● **Stored items**:
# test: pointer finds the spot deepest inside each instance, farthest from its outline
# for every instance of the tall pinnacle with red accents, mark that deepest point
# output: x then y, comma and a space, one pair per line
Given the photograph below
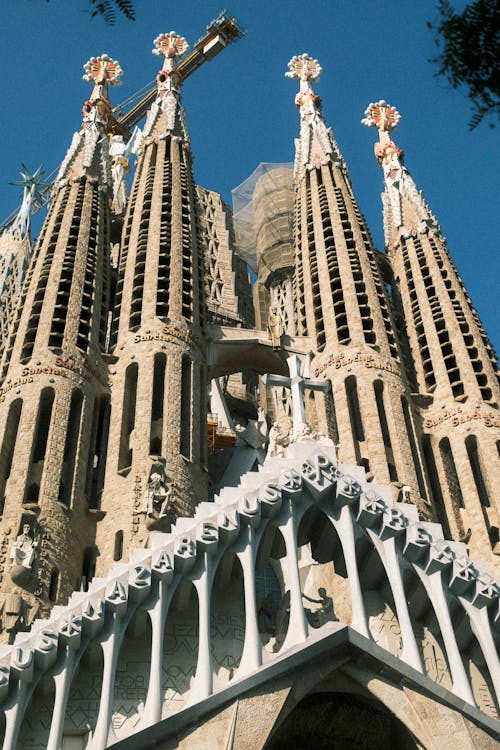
342, 304
456, 368
55, 381
316, 144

● **BRIEF**: Would you copy each line above exactly as given, dropping any images?

● **YOUR SOLUTION**:
# test: pointer finds the spot deepest inside each instance, farthest from its outline
# for every instance of the tall pinnacle with red accents, mark that deepest point
# output: x then y, comma and a space, one pair per line
Given the photograph below
342, 304
456, 368
55, 381
316, 144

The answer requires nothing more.